### Task to complete
Every record must be copied exactly.

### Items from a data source
★ ★ ★ ★ ★ ★ ★

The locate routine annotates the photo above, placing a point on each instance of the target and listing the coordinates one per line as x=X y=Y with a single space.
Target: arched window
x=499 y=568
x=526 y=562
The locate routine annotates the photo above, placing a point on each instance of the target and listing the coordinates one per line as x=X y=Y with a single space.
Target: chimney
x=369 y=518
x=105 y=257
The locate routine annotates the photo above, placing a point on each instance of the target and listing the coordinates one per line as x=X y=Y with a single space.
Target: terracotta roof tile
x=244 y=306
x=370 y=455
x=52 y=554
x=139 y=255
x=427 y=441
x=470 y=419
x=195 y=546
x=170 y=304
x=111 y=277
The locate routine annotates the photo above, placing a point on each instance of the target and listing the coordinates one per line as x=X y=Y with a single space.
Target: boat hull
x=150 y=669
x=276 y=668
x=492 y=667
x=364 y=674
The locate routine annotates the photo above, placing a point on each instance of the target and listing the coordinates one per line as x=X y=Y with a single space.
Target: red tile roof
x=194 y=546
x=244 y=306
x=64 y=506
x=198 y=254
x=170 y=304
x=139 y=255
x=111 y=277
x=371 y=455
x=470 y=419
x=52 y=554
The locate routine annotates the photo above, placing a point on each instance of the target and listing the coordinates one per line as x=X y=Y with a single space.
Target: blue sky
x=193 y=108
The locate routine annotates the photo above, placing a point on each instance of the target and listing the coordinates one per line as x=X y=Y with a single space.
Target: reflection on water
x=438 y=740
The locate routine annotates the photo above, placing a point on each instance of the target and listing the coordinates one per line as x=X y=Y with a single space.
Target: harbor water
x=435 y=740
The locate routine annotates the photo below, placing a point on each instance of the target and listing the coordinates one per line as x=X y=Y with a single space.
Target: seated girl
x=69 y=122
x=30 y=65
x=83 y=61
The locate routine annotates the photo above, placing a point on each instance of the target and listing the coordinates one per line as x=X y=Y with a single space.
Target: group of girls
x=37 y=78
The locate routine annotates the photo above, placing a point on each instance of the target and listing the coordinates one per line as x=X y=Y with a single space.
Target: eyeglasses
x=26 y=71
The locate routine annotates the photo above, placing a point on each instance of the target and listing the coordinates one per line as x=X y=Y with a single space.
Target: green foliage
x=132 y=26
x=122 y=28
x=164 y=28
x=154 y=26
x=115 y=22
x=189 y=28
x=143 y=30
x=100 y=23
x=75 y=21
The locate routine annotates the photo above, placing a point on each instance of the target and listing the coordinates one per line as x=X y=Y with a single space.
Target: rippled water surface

★ ★ ★ ★ ★ ★ ★

### Answer to the exercise
The locate routine annotates the photo above, placing a point on each instance of the target and listing the coordinates one per line as x=X y=Y with a single space.
Target: arched window
x=499 y=568
x=526 y=562
The locate routine annotates the photo above, placing a point on each instance of the target and listing the coordinates one per line as x=X y=Y with a single space.
Target: chimney
x=369 y=518
x=105 y=257
The locate routine annotates the photo above, placing a point on each instance of the target and listing the coordinates one per line as x=X y=Y with a single space.
Target: terracotta roof tile
x=244 y=306
x=370 y=455
x=52 y=554
x=139 y=255
x=427 y=441
x=470 y=419
x=195 y=546
x=170 y=304
x=111 y=277
The locate routine annotates the photo above, placing a point on each instance of the target and listing the coordinates one per line as x=X y=Y with a single space.
Target: boat hull
x=150 y=669
x=276 y=668
x=492 y=667
x=364 y=674
The locate routine annotates the photo above, placing a point on each instance of the target and listing the coordinates one per line as x=X y=Y with a single space.
Target: red tile roof
x=194 y=546
x=244 y=306
x=64 y=506
x=198 y=254
x=170 y=304
x=139 y=255
x=111 y=277
x=371 y=455
x=470 y=419
x=52 y=554
The locate routine annotates the photo above, placing a point on each instance of the target and listing the coordinates one per line as x=X y=Y with a single space.
Target: blue sky
x=193 y=108
The locate routine annotates the photo above, placing a point on each instance of the target and listing the coordinates one per line as x=X y=Y with a single space.
Target: reflection on water
x=438 y=740
The locate routine annotates the photo above, placing a point on each instance of the target and listing the coordinates one per line as x=X y=Y with a single space.
Target: harbor water
x=435 y=740
The locate routine annotates the photo below, placing a point on each instance of the target and listing the coordinates one per line as x=X y=Y with a single space.
Target: seated girl
x=69 y=122
x=30 y=65
x=83 y=61
The locate routine annotates the photo above, placing a point on each instance of the target and listing the coordinates one per line as x=X y=Y with a single space.
Target: group of girls
x=37 y=78
The locate routine annotates the photo above, placing a point on each instance of the target and listing the coordinates one per line as x=X y=Y with a single space.
Target: eyeglasses
x=26 y=71
The locate routine annotates the photo above, placing a point on each instance of the target and listing the coordinates one per line as x=X y=Y with a single space.
Target: green foliage
x=132 y=26
x=122 y=28
x=164 y=28
x=154 y=26
x=115 y=22
x=189 y=28
x=143 y=30
x=100 y=23
x=75 y=21
The locate routine annotates the photo above, placing a point on each instance of the target and listing the coordinates one per line as x=X y=Y with a single space.
Target: rippled water surface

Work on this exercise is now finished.